Short problem
Copy out every one of the entries below word for word, leaving out the pictures.

---------------

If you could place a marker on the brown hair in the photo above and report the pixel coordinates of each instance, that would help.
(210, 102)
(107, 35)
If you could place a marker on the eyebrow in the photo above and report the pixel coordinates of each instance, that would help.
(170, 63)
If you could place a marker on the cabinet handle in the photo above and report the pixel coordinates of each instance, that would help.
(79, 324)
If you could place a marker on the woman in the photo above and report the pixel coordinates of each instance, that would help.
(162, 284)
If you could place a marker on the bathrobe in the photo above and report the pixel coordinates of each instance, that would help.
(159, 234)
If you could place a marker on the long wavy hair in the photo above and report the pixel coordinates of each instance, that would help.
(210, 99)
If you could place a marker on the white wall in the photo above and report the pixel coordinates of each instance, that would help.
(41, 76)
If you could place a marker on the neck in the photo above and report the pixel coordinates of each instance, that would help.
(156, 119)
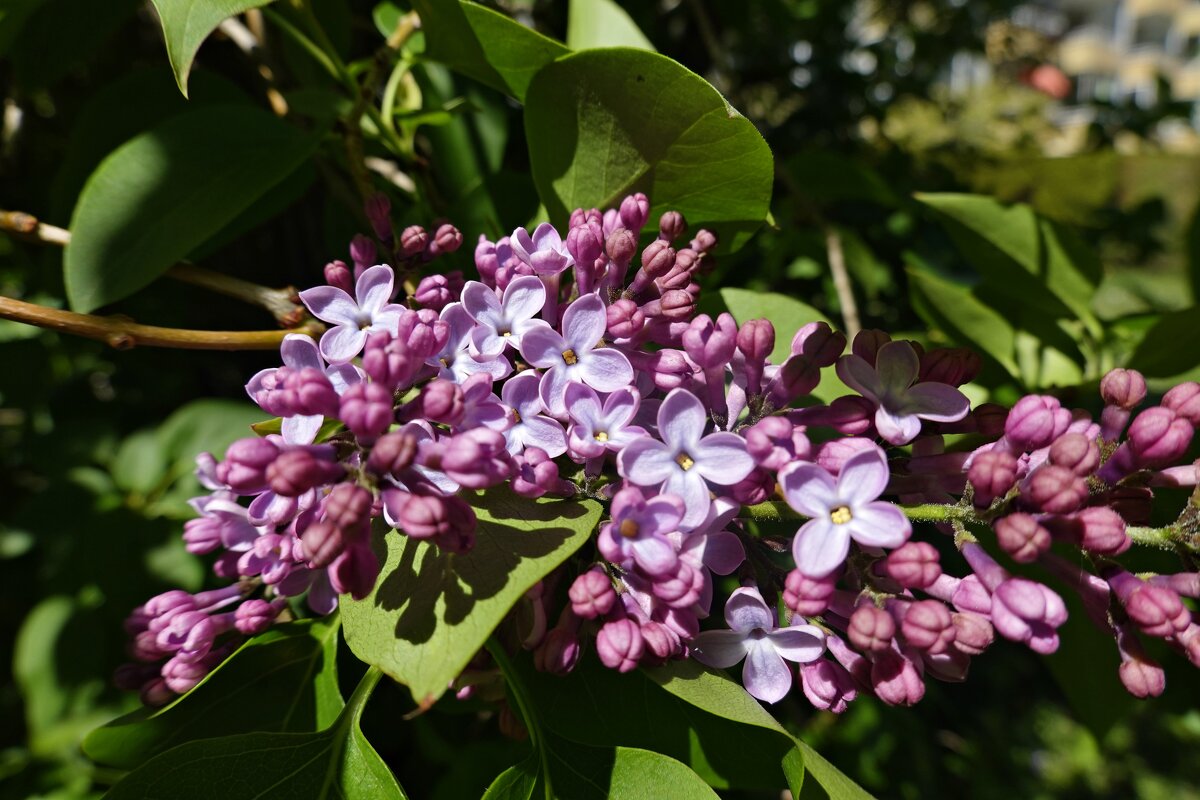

---------------

Written solution
If you could place a marker on the brown hair in the photo above and report the pixel coordinates of each instance, that would help.
(210, 102)
(107, 35)
If you could place a marker on the eyebrow in the photo above and report the pixel coordinates of each instance, that would help.
(170, 63)
If you could place a marker on the cabinet handle in the photo above and report the pixel coordinates of each instance, that would help.
(79, 324)
If you could place a marker on the woman in the photo above and report the pixel coordinates of each instance, that would help.
(162, 284)
If you could place a marker on the bathrobe in the photo above and report the pixel coordinates of each instance, that would help.
(159, 234)
If you could place a marker on the long wavy hair in the photo above and report the pixel coordinates of each instance, that would help.
(210, 99)
If you could place a marker on the white wall in the photo above and report the pixel coordinates of each instance, that would help.
(41, 76)
If you could place a marker on the neck in the photo above and report the pixel coordinates of each instance, that would help.
(156, 119)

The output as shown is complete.